* _Records for this task_:
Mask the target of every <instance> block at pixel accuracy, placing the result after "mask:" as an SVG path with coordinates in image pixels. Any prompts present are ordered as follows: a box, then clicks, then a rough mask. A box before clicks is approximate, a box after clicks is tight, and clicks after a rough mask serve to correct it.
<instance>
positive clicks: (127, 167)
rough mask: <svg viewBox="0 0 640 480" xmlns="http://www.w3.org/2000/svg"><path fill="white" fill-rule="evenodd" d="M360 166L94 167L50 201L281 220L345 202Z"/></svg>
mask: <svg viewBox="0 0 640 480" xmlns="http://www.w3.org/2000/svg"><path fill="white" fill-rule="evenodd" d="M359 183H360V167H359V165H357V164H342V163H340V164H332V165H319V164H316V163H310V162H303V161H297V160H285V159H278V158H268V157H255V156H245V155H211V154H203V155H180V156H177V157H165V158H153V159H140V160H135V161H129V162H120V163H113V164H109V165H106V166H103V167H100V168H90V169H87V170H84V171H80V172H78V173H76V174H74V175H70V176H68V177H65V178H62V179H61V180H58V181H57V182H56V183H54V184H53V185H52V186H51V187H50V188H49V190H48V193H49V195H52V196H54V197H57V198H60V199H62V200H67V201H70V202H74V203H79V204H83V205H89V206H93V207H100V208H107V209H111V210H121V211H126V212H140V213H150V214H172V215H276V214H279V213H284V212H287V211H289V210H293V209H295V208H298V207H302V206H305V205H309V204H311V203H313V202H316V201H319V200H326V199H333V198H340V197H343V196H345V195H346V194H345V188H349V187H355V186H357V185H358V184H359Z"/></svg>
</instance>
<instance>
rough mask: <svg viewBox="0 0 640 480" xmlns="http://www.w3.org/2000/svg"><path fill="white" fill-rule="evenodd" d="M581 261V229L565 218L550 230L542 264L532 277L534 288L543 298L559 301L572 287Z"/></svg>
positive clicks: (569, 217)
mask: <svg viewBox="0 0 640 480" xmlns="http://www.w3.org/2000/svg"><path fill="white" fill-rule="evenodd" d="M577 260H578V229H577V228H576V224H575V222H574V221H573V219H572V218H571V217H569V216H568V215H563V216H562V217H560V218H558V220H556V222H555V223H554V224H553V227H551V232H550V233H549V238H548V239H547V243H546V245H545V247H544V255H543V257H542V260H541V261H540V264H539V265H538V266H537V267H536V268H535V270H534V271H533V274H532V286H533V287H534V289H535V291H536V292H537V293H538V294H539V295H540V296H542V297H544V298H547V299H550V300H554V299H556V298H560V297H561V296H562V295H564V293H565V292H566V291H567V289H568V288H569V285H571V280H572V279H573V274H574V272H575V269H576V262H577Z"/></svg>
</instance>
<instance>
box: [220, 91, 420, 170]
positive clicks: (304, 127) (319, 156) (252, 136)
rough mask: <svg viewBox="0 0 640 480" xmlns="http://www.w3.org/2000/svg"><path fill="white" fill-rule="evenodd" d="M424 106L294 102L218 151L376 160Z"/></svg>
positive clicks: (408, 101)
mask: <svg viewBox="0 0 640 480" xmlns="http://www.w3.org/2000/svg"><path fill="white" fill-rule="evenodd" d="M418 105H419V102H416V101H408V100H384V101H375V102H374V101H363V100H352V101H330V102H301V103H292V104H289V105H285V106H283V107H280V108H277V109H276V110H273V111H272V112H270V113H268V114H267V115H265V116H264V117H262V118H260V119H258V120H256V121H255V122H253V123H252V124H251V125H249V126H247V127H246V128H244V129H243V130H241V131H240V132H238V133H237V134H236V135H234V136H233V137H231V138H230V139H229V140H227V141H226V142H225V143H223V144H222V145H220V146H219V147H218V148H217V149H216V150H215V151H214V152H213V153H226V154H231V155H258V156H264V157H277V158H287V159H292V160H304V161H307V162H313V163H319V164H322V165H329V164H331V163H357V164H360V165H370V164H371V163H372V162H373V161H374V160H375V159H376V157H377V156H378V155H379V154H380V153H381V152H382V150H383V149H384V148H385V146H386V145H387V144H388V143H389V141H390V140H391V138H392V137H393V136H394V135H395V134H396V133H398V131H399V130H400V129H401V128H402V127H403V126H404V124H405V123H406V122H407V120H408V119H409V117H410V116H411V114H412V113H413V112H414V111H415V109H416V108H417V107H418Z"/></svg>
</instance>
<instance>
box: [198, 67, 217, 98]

* _Task description_:
In the listing above, find the line containing "positive clicks: (304, 127)" and the line containing "106L294 102L218 151L376", then retype both and every line between them exactly, with nothing else.

* _Solution for this problem_:
positive clicks: (304, 127) (319, 156) (252, 136)
rough mask: <svg viewBox="0 0 640 480" xmlns="http://www.w3.org/2000/svg"><path fill="white" fill-rule="evenodd" d="M424 106L294 102L218 151L376 160Z"/></svg>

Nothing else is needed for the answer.